Document =>

Endurance sports are often long, rather repetitive, and can be intentionally
made painful - they attract types who feel they need to accomplish. However,
in my experience, it is usually as a relief from career or work to free the
mind. In my experience, from a 'startup perspective', they tend to be the high
performing employees of a company. Also are drawn to B2B SaaS. I've also
noticed people tend to get into endurance sports when either they need a
relief from career, or feel like they have no control over advancing career.

Action sports people (like myself) prefer constantly changing environments,
controlled risk, and the rush to augment the intensity of life. People that
pursue these seem to be controlling for a mundane day to day life, or pursue
additional endorphin rushes to stack in life.

edit: added piece about inability to control career in endurance.

------
RickJWagner
I'm a tech worker, and I consider my greatest sporting accomplishments to be
'endurance type' events. (I ran a marathon, have bowled a sanctioned 300
game.)

Data entries =>

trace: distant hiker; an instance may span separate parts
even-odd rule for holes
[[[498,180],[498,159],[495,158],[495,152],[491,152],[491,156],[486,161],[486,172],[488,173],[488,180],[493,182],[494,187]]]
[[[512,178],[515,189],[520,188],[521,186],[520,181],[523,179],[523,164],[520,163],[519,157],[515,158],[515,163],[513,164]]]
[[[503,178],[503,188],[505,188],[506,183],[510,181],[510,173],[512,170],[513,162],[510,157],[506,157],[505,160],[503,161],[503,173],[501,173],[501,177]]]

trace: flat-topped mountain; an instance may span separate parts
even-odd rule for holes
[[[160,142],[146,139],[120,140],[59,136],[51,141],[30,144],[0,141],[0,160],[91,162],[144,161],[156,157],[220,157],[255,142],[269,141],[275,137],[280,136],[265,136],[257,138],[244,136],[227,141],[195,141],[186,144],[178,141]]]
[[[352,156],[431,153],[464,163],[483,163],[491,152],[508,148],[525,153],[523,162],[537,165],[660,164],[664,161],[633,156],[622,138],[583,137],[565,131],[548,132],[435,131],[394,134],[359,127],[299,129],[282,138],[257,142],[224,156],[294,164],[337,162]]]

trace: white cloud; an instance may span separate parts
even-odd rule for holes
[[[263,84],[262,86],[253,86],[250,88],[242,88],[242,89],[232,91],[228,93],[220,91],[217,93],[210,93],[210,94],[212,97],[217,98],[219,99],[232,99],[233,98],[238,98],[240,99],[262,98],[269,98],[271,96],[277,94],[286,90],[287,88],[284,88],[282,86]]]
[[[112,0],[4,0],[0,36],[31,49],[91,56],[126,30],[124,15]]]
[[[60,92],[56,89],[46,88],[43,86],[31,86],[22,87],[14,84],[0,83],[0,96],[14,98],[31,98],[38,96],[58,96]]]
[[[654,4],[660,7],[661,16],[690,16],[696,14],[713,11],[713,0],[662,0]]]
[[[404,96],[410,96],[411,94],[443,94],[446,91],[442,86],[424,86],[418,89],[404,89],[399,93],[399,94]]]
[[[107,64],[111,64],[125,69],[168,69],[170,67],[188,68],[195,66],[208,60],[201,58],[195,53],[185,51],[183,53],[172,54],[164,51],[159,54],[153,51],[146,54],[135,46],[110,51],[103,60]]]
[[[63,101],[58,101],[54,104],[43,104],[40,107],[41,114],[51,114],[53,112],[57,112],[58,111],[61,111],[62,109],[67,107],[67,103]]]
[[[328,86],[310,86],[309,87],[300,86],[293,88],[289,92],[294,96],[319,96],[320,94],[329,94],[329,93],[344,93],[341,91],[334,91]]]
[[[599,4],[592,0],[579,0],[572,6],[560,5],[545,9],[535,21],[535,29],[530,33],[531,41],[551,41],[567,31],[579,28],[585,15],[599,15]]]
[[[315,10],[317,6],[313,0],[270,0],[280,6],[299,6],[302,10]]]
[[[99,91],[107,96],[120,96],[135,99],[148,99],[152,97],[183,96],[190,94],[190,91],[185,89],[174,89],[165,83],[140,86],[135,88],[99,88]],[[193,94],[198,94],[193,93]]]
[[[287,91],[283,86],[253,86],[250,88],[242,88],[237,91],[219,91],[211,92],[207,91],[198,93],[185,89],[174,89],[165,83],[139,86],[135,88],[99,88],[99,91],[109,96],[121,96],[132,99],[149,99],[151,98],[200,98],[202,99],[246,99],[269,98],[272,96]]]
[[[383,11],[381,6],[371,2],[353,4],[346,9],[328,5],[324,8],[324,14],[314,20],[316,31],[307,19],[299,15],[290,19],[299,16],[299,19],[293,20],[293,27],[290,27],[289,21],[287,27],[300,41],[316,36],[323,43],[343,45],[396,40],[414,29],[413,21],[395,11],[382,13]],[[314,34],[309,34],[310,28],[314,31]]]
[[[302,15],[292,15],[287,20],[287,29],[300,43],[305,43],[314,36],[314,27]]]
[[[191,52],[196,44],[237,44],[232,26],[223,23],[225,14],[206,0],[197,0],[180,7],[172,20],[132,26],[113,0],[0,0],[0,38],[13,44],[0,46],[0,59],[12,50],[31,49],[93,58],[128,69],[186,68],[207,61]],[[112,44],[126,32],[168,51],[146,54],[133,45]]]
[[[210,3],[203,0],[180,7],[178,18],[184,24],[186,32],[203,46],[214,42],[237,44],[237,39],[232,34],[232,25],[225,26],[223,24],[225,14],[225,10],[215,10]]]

To be done => From the forum thread above about endurance and action sports, list everything it says action sports people prefer.

Solved exercise =>
- Constantly changing environments
- Controlled risk
- The rush to augment the intensity of life